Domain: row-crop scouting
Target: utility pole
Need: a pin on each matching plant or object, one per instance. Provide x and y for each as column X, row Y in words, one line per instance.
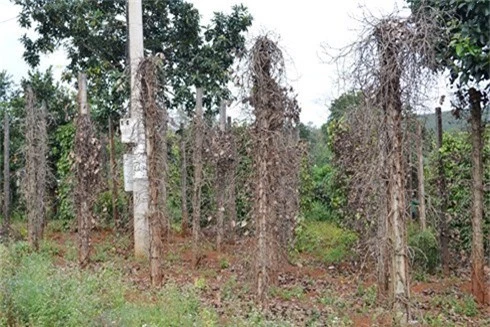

...

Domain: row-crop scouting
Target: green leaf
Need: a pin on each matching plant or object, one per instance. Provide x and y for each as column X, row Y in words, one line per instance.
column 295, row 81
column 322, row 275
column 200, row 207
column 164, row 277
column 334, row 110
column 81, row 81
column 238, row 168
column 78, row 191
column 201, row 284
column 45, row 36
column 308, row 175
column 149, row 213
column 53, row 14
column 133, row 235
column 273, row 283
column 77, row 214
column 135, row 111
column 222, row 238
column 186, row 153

==

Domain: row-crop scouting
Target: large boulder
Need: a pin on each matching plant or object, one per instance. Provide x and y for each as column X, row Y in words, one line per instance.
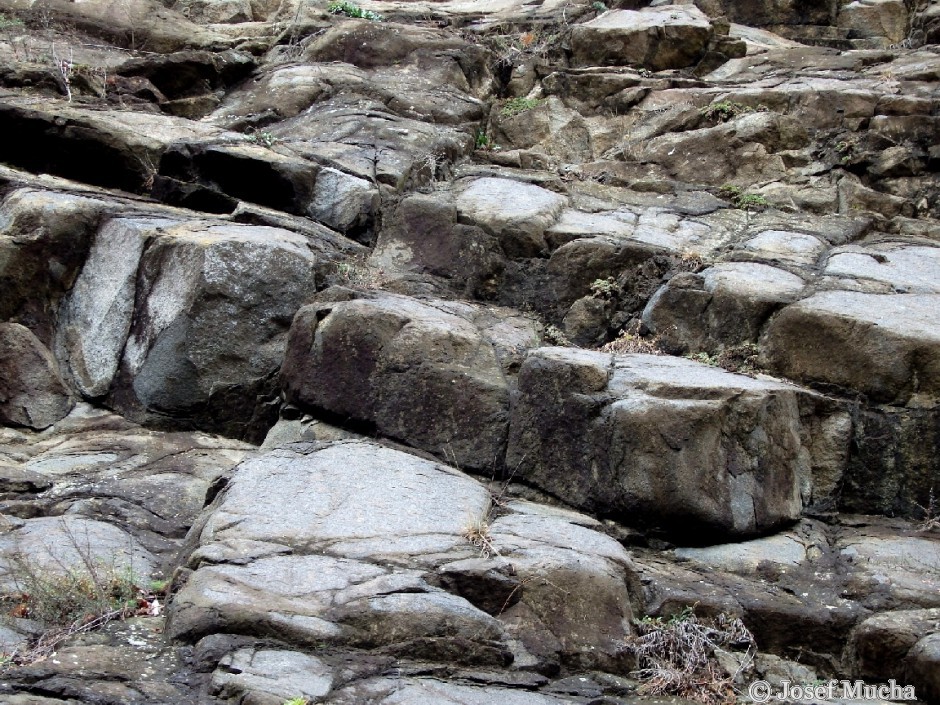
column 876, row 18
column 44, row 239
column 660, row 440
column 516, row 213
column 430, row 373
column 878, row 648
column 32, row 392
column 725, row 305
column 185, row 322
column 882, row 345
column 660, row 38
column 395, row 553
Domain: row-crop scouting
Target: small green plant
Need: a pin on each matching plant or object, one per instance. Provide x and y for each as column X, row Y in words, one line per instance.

» Task item
In the data above, copy every line where the string "Target" appears.

» Task response
Target: utility pole
Target: green leaf
Target: large boulder
Target: small green plant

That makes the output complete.